**CONSIGNE 1**
Recopiez le passage de l'extrait sur le biomimétisme, de « Le biomimétisme consiste » à « en tirer technologiquement. ».
**CONSIGNE 2**
D'après l'extrait sur le biomimétisme, que faut-il démontrer concrètement pour convaincre les industriels ?
**CONSIGNE 3**
Résumez l'extrait sur le biomimétisme en deux phrases.

**EXTRAIT CHOISI**
§ §

Comment définiriez-vous le biomimétisme et pourquoi vous être engagé dans cette voie ?
Le biomimétisme consiste à s’inspirer de l’ingéniosité des mécanismes, fonctions et propriétés du vivant pour développer des technologies innovantes et durables. Ce qui m’a séduit, c’est cette combinaison unique entre l’émerveillement face à la sophistication de la nature et le pragmatisme industriel. La nature recèle une intelligence extraordinaire, fruit de millions d’années d’évolution et d’optimisation. Cependant, il ne suffit pas de proclamer que « la nature est bien faite ». Pour convaincre les industriels, il faut démontrer concrètement comment les mécanismes naturels peuvent résoudre leurs défis spécifiques. Quand un client a une problématique de dissipation thermique, nous devons lui expliquer précisément comment la nature gère cette fonction et quelles performances nous pouvons en tirer technologiquement.
Quels sont les projets les plus innovants que vous avez développés et dans quels secteurs voyez-vous le plus de potentiel ?

§ §

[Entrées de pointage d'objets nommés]
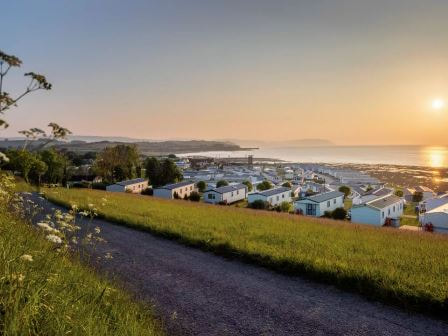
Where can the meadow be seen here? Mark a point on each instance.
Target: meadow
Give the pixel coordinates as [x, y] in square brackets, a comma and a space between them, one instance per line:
[406, 269]
[45, 292]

§ §

**CORRIGÉ 1**
Le biomimétisme consiste à s’inspirer de l’ingéniosité des mécanismes, fonctions et propriétés du vivant pour développer des technologies innovantes et durables. Ce qui m’a séduit, c’est cette combinaison unique entre l’émerveillement face à la sophistication de la nature et le pragmatisme industriel. La nature recèle une intelligence extraordinaire, fruit de millions d’années d’évolution et d’optimisation. Cependant, il ne suffit pas de proclamer que « la nature est bien faite ». Pour convaincre les industriels, il faut démontrer concrètement comment les mécanismes naturels peuvent résoudre leurs défis spécifiques. Quand un client a une problématique de dissipation thermique, nous devons lui expliquer précisément comment la nature gère cette fonction et quelles performances nous pouvons en tirer technologiquement.

**CORRIGÉ 2**
Il faut démontrer concrètement comment les mécanismes naturels peuvent résoudre leurs défis spécifiques.

**CORRIGÉ 3**
Le biomimétisme consiste à s'inspirer des mécanismes, fonctions et propriétés du vivant pour développer des technologies innovantes et durables, et la personne interrogée a été séduite par son alliance entre l'émerveillement devant la nature et le pragmatisme industriel. Pour convaincre les industriels, il ne suffit pas de proclamer que la nature est bien faite : il faut démontrer concrètement comment ses mécanismes peuvent résoudre leurs défis spécifiques.